■ **ARTIKEL**
------

Er ist Sozialhilfebezüger und lebt laut eigenen Angaben von rund 1000 Franken im Monat. Jetzt kandidiert Martin Rütti (56) am 28. November für einen Sitz im Gemeinderat von Flawil SG. «Das ausschlaggebende Erlebnis war das Tötungsdelikt an Ruedi L.* (†57). Es hätte jeden treffen können und vor allem war es völlig unnötig!»

Hintergrund: Ende August kommt Ruedi L. bei einer Auseinandersetzung mit Adnan T.* (40) auf tragische Weise vor dem Bahnhofskiosk ums Leben. Laut Kantonspolizei St. Gallen soll der Schweizer L. vom Kosovaren T. rückwärts zu Boden gestossen und später seinen massiven Kopfverletzungen erlegen sein (Blick berichtete).

Quereinstieg wegen Sicherheitsbedenken

Martin Rütti kennt sowohl Opfer als auch den mindestens achtfach verurteilten Tatverdächtigen aus der lokalen Bahnhofsszene. Sie besteht aus Menschen, häufig ohne Arbeit und ohne Perspektive im Leben.

------

■ **AUFLISTUNG**
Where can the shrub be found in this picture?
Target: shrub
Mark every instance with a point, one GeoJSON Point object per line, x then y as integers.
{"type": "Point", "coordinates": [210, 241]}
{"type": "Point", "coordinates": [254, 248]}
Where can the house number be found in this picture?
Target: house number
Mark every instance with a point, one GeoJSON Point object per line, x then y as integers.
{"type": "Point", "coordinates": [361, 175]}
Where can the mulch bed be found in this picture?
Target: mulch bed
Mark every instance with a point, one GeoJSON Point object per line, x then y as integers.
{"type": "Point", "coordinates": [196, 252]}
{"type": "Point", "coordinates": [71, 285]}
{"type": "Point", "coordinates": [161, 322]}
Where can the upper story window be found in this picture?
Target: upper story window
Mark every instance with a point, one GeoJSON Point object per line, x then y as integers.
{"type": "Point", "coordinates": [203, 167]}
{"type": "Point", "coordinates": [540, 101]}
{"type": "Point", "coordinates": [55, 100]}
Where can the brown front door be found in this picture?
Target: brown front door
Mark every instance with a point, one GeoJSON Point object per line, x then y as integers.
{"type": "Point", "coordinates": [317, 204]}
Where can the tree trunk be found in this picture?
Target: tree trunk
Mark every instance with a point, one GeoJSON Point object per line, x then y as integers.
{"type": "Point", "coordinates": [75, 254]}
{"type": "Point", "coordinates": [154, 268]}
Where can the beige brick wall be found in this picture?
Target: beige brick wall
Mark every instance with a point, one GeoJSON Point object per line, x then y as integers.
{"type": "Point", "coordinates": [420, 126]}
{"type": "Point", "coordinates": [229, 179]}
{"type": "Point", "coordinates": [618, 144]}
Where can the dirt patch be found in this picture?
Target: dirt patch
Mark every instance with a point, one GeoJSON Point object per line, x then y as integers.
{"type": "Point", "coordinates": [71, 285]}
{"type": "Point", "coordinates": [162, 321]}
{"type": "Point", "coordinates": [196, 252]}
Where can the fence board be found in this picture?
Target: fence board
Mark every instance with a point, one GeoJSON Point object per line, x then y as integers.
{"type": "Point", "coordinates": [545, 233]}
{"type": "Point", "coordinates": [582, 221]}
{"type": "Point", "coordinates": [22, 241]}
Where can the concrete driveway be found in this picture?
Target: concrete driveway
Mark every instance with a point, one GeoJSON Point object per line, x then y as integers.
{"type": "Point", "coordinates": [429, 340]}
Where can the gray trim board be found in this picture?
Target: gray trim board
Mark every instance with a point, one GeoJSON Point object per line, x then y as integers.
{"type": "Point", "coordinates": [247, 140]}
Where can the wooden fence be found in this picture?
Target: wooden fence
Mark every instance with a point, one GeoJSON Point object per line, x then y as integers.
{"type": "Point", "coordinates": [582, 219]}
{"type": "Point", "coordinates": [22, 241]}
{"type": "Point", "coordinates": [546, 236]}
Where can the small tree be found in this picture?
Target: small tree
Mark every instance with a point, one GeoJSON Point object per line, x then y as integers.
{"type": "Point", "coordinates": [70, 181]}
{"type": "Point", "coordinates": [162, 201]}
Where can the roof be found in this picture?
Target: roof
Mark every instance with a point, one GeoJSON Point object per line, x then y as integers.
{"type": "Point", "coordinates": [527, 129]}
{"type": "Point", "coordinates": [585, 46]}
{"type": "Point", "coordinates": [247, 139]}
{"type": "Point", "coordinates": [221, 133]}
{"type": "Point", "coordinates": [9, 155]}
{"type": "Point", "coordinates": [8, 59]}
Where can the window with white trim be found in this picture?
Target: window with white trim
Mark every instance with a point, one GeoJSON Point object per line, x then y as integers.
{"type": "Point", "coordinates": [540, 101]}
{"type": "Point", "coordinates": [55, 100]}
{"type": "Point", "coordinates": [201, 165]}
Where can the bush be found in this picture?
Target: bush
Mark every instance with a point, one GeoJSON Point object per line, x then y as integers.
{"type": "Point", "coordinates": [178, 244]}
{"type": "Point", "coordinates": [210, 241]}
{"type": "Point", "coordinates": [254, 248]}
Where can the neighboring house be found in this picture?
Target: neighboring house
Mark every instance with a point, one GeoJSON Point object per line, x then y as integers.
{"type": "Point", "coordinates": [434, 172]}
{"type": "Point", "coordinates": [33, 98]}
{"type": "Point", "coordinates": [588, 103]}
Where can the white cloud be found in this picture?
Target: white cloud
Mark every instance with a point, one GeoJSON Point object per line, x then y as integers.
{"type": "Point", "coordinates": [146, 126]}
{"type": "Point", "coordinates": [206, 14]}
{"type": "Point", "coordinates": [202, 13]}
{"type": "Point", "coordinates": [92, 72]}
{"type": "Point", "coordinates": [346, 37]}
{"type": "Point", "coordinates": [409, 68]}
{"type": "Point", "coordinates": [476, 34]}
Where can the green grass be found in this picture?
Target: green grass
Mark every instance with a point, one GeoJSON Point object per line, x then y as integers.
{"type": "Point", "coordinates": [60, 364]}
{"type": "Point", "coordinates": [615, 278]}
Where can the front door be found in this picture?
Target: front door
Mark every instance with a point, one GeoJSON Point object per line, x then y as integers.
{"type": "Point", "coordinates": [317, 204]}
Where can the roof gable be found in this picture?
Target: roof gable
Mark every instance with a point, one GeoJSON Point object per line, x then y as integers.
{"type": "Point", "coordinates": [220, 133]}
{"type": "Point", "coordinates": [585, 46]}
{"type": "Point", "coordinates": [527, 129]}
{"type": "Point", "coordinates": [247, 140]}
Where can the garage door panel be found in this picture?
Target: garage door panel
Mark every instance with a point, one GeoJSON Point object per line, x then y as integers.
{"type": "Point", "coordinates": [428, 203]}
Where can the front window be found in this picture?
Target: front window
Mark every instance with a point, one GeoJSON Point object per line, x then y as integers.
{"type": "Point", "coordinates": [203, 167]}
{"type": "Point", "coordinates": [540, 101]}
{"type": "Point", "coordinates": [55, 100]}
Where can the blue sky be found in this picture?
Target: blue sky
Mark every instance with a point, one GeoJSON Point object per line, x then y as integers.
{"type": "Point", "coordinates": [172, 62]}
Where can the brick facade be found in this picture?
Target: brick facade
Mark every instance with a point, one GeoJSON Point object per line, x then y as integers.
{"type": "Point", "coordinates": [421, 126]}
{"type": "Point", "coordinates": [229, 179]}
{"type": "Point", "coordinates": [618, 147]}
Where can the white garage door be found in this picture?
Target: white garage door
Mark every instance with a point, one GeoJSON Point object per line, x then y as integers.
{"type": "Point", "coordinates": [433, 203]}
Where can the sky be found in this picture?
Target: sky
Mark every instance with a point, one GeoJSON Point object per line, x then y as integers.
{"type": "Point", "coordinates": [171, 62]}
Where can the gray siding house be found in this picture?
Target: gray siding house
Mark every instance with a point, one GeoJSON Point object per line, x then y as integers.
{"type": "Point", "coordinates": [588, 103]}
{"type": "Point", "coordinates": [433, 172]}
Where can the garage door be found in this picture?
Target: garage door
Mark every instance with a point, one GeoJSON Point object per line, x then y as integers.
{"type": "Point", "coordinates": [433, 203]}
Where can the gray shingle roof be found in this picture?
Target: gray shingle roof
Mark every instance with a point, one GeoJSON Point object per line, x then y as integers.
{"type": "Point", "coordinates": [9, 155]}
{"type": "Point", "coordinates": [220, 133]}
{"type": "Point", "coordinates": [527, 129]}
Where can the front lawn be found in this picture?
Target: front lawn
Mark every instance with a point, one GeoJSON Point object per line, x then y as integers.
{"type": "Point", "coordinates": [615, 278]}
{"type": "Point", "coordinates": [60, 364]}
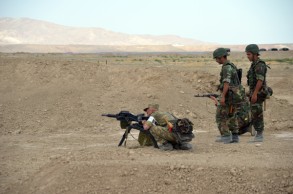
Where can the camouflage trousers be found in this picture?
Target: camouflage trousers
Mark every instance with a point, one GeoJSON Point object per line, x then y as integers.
{"type": "Point", "coordinates": [161, 134]}
{"type": "Point", "coordinates": [226, 122]}
{"type": "Point", "coordinates": [257, 116]}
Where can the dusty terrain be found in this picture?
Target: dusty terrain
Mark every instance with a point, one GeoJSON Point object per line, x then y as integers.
{"type": "Point", "coordinates": [54, 140]}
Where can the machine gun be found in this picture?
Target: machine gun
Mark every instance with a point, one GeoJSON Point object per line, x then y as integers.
{"type": "Point", "coordinates": [130, 121]}
{"type": "Point", "coordinates": [207, 95]}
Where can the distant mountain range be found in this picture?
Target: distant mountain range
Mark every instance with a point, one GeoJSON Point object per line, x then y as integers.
{"type": "Point", "coordinates": [29, 31]}
{"type": "Point", "coordinates": [35, 36]}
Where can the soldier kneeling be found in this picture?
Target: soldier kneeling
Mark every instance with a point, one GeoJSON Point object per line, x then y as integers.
{"type": "Point", "coordinates": [169, 131]}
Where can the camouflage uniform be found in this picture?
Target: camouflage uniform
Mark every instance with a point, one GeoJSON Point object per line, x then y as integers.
{"type": "Point", "coordinates": [226, 120]}
{"type": "Point", "coordinates": [160, 130]}
{"type": "Point", "coordinates": [242, 115]}
{"type": "Point", "coordinates": [257, 72]}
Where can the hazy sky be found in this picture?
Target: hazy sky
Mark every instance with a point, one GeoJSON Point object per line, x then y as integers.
{"type": "Point", "coordinates": [219, 21]}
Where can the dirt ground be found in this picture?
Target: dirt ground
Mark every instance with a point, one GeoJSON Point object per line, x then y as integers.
{"type": "Point", "coordinates": [53, 138]}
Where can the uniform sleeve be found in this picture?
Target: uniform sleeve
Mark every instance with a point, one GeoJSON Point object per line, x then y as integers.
{"type": "Point", "coordinates": [151, 121]}
{"type": "Point", "coordinates": [227, 73]}
{"type": "Point", "coordinates": [260, 71]}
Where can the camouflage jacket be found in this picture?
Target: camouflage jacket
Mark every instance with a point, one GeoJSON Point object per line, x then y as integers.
{"type": "Point", "coordinates": [228, 74]}
{"type": "Point", "coordinates": [160, 118]}
{"type": "Point", "coordinates": [257, 71]}
{"type": "Point", "coordinates": [236, 92]}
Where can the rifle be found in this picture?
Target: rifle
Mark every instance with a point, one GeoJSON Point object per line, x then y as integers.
{"type": "Point", "coordinates": [130, 121]}
{"type": "Point", "coordinates": [207, 95]}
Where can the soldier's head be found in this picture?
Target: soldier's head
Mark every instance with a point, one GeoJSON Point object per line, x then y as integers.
{"type": "Point", "coordinates": [252, 52]}
{"type": "Point", "coordinates": [220, 54]}
{"type": "Point", "coordinates": [151, 108]}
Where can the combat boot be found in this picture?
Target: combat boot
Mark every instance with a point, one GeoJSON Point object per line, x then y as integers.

------

■ **AUFGABENSTELLUNG**
Für welchen Sitz kandidiert Martin Rütti laut dem Artikel am 28. November?

■ **ERGEBNIS**
Für einen Sitz im Gemeinderat von Flawil SG.